Point labels for objects
________________________

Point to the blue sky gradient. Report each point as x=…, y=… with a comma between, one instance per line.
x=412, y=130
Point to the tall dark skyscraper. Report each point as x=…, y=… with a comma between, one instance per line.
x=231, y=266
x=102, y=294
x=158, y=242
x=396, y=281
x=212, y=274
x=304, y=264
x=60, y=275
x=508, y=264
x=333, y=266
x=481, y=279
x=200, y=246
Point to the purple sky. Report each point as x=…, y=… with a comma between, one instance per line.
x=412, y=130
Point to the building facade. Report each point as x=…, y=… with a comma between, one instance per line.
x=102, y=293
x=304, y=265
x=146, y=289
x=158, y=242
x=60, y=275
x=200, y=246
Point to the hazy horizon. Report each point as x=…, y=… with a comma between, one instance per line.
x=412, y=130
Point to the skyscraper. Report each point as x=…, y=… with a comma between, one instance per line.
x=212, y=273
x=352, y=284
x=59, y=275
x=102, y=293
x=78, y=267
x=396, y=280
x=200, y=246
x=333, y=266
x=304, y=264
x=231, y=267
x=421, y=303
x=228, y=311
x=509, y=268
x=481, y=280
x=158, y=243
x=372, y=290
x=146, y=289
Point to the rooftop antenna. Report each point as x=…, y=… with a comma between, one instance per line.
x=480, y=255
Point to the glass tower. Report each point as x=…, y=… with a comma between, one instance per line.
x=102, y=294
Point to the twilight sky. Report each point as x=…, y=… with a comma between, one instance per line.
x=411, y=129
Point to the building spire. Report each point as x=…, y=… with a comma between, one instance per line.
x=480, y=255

________________________

■ **Given instruction**
Copy all of the material above word for word.

■ **Answer**
Point to the blue sky gradient. Report each point as x=…, y=… with a comma between, one instance per line.
x=412, y=130
Point to the tall dark skyscraper. Report each point as x=…, y=… with a comma between, one instance per line.
x=231, y=266
x=102, y=294
x=158, y=242
x=396, y=281
x=212, y=274
x=304, y=264
x=60, y=275
x=508, y=264
x=333, y=266
x=481, y=279
x=200, y=246
Point to the purple sky. Report each point as x=…, y=… with a comma between, one instance per line.
x=412, y=130
Point to the building facade. Report each point as x=…, y=… with a comma between, one instance per line.
x=102, y=293
x=304, y=265
x=146, y=289
x=158, y=242
x=60, y=275
x=200, y=246
Point to the hazy horizon. Report each point as x=…, y=… with a comma between, one instance per line.
x=412, y=130
Point to the skyscraper. Report each point as x=…, y=… with a comma between, one instance per line.
x=212, y=273
x=352, y=284
x=59, y=275
x=102, y=293
x=78, y=267
x=396, y=280
x=200, y=246
x=333, y=266
x=304, y=264
x=231, y=267
x=421, y=303
x=228, y=311
x=509, y=268
x=481, y=280
x=158, y=243
x=372, y=290
x=146, y=289
Point to the rooftop antenna. Report each point as x=…, y=… with a comma between, one instance per line.
x=480, y=255
Point to the glass tower. Report each point as x=…, y=… with a comma between, one instance per line.
x=102, y=294
Point to the twilight sky. Report each point as x=…, y=… with a comma between, one instance per line.
x=411, y=129
Point to the building spire. Report each point as x=…, y=… with a comma between, one instance per line.
x=480, y=255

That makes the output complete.